DATA
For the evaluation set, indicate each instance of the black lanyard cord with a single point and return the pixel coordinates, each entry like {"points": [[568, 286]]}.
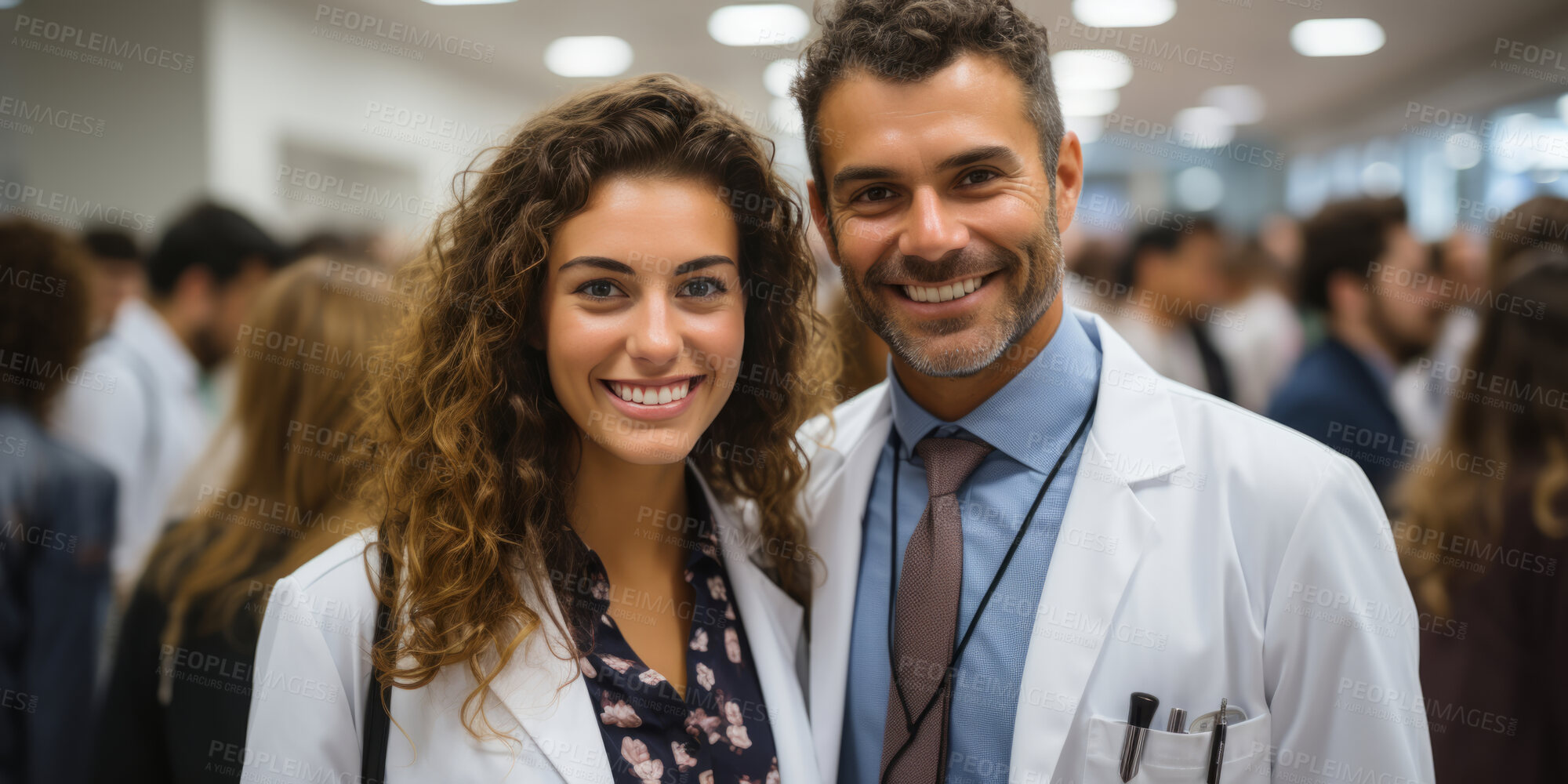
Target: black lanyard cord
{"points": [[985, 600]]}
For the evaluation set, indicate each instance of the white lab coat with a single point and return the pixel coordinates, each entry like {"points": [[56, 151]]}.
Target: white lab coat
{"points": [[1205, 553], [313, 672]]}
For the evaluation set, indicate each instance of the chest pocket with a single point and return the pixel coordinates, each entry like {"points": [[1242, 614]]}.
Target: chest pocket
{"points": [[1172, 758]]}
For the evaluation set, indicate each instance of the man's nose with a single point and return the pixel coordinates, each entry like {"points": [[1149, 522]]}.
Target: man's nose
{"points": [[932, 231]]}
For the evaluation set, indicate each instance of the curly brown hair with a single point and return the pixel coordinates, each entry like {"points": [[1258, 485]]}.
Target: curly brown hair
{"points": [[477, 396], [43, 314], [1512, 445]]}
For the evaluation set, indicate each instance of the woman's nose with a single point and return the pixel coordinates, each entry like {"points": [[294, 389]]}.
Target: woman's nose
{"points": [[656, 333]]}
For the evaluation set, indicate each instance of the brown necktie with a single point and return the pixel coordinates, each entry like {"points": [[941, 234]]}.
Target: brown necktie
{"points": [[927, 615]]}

---

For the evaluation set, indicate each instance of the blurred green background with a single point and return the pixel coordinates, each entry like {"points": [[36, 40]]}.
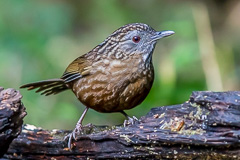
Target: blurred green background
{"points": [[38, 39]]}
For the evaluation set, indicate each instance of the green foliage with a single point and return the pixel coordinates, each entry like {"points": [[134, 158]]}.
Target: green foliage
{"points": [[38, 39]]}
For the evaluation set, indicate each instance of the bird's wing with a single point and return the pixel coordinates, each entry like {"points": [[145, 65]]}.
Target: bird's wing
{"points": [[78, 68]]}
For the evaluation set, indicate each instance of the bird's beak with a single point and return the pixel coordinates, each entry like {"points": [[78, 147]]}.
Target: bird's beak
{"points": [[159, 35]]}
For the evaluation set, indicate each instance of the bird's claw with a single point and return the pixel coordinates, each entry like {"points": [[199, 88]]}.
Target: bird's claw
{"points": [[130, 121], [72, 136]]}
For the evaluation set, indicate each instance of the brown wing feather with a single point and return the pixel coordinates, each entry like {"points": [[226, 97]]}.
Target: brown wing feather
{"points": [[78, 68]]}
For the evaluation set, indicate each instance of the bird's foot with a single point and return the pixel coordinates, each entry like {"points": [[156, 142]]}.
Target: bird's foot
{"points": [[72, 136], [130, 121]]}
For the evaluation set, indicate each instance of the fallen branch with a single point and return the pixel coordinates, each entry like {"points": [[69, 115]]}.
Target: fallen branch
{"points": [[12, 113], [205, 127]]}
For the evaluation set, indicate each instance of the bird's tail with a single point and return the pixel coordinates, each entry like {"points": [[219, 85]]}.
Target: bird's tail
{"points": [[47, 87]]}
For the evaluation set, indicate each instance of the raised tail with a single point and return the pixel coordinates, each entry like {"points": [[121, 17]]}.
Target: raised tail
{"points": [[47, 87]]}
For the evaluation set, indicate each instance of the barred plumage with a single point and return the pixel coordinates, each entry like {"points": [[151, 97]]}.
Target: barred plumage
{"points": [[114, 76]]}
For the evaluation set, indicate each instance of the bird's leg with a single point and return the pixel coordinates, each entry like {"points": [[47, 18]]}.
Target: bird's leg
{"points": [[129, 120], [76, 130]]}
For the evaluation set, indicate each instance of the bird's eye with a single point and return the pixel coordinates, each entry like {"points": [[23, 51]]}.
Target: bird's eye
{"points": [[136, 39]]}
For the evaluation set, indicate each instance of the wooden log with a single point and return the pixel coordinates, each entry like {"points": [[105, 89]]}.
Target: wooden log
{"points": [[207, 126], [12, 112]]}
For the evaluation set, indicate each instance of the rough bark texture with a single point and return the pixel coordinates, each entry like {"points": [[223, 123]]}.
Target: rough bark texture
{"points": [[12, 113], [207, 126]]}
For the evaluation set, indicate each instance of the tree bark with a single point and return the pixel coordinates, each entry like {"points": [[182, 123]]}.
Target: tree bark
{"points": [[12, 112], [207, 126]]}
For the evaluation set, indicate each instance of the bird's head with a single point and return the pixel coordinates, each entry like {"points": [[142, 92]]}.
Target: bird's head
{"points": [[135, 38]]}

==

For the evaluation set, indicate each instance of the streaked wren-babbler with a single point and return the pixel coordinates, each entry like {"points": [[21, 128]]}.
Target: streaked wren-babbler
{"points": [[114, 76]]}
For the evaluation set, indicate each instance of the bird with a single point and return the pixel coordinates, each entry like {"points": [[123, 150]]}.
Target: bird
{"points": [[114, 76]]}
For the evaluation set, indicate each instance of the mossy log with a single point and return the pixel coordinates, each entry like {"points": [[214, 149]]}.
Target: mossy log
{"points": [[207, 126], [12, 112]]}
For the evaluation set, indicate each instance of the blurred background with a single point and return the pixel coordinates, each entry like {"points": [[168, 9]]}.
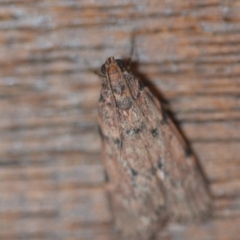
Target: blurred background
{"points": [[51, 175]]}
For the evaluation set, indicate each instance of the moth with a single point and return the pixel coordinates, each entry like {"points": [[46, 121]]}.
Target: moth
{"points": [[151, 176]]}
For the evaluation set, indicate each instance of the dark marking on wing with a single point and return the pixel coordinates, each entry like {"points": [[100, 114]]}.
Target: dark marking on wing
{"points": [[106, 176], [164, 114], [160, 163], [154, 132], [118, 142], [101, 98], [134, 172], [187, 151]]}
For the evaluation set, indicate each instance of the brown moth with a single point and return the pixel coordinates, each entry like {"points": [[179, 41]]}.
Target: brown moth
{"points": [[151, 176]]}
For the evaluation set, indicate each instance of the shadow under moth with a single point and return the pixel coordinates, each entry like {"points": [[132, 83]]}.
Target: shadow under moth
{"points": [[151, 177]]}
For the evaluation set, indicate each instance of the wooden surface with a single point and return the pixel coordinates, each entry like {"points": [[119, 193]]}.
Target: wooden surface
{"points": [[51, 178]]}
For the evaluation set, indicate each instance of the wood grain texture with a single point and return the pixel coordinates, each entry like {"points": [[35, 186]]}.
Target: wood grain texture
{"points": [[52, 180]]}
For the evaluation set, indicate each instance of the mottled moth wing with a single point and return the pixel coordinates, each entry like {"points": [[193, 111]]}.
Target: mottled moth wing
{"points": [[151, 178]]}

PROBLEM REQUIREMENTS
Count the lines in the records above that contain the string "woman", treating uppercase and lowercase as different. Give only the number.

ANSWER TO THE TASK
2